To-do list.
(1) Reproduce the podcast transcript word for word, starting at "Leaders, in this" and ending at "to do that.".
(2) Pick up the podcast transcript on the new school year where it stops and continue it.

Source extract.
Begin
S5 E1 - 5 Ways To Get The Best Out Of The New School Year
Welcome, welcome, welcome to our very first episode of the Structured Literacy Podcast for 2025. I'm Jocelyn and I'm so pleased that you've joined me. As we head into a new school year here in Australia and New Zealand, the Structured Literacy Podcast is heading into its third year of being. If you've been with me since the start, well, thank you. So many people have contacted me to say that this podcast has been useful in decision-making, supporting teams and students and generally keeping it real about what it's like to bring structured literacy to life in a rigorous yet realistic way. If you're a new listener, welcome. You have 89 episodes of common sense, evidence-informed, non-judgmental support waiting for you. This current episode makes number 90.
The New Year
This year will be like every other one. It will be demanding. It will have moments of excitement and success and laughter. It will also come with a fair amount of, "we didn't get where we wanted to go in this". Now, it doesn't have to be that way. It's just what happens.
We start the year with big plans and goals, determined that this will be the year that we finally nail using data well, repurposing all of those leveled texts in a meaningful way, keeping the storeroom tidy, streamlining assessment, finishing the playbook or massive scope and sequence document that every school has been told they have to have.
If you're a classroom teacher, you'll probably be focused on keeping up with things like regular communication with parents, keeping all your NCCD notes up to date, assessing throughout the year that makes report writing easier and sorting through the years of stuff that you've accumulated to make sure that you only have what you need.
Leaders, in this time of monumental change in education, you'll be focusing on meeting system requirements while protecting the cognitive load and well-being of your team. Knowing the importance of coaching and close support for your team, you'll be determined to do those walkthroughs, spend time in classrooms, team teaching and support PLCs in their planning. You'll also be planning for a year of rigorous, yet meaningful and responsive professional learning, all while knowing with every fibre of your being that your best laid plans about that PL schedule you wrote at the end of last year are guaranteed to be interrupted by some last minute urgent meeting or session you'll be required to have, even though you assured that this year we weren't going to do that.
And if you're in an F to 12 school, that is even more likely.
Our Old Friend, Mildred
Oh, and let's not forget every one of us, every teacher, classroom assistant, deputy, curriculum leader and principal is trying to manage all of this magic while fighting our old friend Mildred. If you haven't heard me talk about Mildred before, well, she's that voice in your head that whispers to you that you aren't quite as clever as you thought, that people are smiling to your face but not really buying into your vision. She's the voice that tells you stories in your head about how everyone else has this stuff sorted out and you, my friend, are lagging behind. Guess what? Mildred's other name is Imposter Syndrome, and we all have it. And those stories in your head? Fiction, nothing but fiction and nonsense. So don't listen.
Five Ways to Achieve Your Goals
Those goals you set for yourself are completely achievable, but not all at once and not if you aim for perfection in everything. So in this episode of the Structured Literacy Podcast, I'd like to share five practical ways that you can get closer and maybe even achieve the goals you have set out for yourself, so that you don't reach the end of the year with a sense of regret for what hasn't been done. Here we go.
End
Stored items
Begin
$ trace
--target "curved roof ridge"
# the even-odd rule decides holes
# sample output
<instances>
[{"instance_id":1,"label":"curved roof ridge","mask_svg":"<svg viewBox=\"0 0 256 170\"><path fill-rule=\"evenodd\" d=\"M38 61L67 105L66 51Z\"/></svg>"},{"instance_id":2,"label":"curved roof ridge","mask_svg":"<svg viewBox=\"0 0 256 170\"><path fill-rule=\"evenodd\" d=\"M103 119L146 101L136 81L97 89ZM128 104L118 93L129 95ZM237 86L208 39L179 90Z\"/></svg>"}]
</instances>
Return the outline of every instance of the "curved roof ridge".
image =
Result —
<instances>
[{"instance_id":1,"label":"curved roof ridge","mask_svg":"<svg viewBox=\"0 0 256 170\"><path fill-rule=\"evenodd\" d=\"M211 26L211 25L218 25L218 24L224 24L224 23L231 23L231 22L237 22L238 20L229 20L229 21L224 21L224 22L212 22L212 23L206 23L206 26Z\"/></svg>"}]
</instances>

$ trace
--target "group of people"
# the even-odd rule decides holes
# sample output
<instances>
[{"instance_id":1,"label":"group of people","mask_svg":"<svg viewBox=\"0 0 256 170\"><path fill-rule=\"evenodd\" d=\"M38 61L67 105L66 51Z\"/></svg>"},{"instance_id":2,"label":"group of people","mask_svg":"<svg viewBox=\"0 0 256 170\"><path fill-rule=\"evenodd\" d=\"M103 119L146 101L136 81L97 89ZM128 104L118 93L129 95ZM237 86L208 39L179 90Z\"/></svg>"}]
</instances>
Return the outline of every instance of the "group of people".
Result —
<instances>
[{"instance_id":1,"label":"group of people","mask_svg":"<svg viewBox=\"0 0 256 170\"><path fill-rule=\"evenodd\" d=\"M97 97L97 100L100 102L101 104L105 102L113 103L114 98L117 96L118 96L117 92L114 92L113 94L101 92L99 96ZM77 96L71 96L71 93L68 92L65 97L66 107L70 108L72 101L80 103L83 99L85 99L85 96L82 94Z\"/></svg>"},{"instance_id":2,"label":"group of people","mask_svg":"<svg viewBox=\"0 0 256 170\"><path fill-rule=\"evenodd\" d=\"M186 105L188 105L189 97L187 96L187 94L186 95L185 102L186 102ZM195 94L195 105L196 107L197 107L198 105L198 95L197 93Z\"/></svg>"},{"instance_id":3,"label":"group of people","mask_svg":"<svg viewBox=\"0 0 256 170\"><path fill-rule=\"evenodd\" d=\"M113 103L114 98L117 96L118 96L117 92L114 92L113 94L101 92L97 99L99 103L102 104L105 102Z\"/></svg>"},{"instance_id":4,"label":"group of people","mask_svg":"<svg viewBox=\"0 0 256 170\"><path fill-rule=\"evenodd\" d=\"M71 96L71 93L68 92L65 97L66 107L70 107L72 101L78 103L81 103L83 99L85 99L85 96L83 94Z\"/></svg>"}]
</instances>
End
Expected results.
(1)
Leaders, in this time of monumental change in education, you'll be focusing on meeting system requirements while protecting the cognitive load and well-being of your team. Knowing the importance of coaching and close support for your team, you'll be determined to do those walkthroughs, spend time in classrooms, team teaching and support PLCs in their planning. You'll also be planning for a year of rigorous, yet meaningful and responsive professional learning, all while knowing with every fibre of your being that your best laid plans about that PL schedule you wrote at the end of last year are guaranteed to be interrupted by some last minute urgent meeting or session you'll be required to have, even though you assured that this year we weren't going to do that.

(2)
Goal Number One
The first thing to do is make sure that you're starting from a place of strength and celebration. No difficult goal was ever achieved from a place of deficit. People who feel good about themselves get great results and people who get great results feel good about themselves. It's a self-propelling cycle. So before you begin to plan your strategy for achieving something, reflect on the strengths that you bring. If there are key strengths needed that you or the team doesn't have, make a plan to account for that. But seriously, nobody is coming to this work from zero, nobody. Everyone has strengths to build on, despite what Mildred says to us. As a team, identify what you have successfully implemented that has led to improved student outcomes. Ask yourself,
What did we do in that focus that we can copy and use this time around?
What was the process and system that works so well for us?
What did we not do, and we thought uh-oh and had to go back and adjust?
How can we plan to avoid that same mistake this time?
Goal Number Two
Number two in my list of ways that you can get the most out of this school year is to look at the number of things on that list of goals and requirements. Let's think about this. Various research in the business world suggests that between three and five projects is the optimum for any one person to be working on. A general rule of thumb in educational literature and advice reflects this number, with the suggestion of around three core things to focus on at any given time. Fewer than that and productivity drops, more than that and we all get overwhelmed.
So you can think of the graph of productivity like an inverted U shape, with the X axis representing the number of projects and the Y axis the level of productivity achieved. At the lower and higher end of the X axis, productivity is lowest. In the middle is the sweet spot. If we think about it, this harks back to what we know about cognitive load. When it comes to intrinsic load, if something is too easy, well there's no attention paid and there's little learning. If something is too hard, working memory and processing are overwhelmed and there is little learning.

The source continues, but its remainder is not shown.